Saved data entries
** begin **

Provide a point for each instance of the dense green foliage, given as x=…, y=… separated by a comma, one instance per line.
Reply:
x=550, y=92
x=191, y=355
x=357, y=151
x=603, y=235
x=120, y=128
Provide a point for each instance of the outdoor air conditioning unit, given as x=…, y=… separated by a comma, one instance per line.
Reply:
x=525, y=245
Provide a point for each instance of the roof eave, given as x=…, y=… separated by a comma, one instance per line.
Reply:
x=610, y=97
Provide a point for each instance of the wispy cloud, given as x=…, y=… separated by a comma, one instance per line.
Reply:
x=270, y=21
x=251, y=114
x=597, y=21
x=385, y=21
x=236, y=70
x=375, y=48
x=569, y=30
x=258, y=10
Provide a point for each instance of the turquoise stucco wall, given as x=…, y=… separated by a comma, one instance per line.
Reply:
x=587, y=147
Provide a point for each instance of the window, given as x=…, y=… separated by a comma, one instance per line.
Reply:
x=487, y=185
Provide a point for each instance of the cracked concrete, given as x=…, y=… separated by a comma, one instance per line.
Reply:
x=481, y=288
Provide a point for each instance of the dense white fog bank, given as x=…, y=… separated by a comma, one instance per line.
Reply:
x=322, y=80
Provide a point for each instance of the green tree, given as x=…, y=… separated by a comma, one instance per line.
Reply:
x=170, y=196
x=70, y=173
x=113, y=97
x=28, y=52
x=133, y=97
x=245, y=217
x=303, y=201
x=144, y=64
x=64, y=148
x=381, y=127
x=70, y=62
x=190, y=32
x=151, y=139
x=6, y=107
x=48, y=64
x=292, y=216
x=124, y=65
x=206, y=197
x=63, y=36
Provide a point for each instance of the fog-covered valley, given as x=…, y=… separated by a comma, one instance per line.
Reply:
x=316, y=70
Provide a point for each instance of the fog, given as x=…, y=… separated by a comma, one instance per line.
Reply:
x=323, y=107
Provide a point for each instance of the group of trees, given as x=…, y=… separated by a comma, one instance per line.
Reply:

** end **

THE PROBLEM:
Copy the lines of the data above, from the line with "Provide a point for each instance of the window, given" to the line with "x=487, y=185", both included, character for character.

SOLUTION TO THIS TASK:
Provide a point for each instance of the window, given as x=…, y=… separated by a comma, one instance per line.
Reply:
x=487, y=185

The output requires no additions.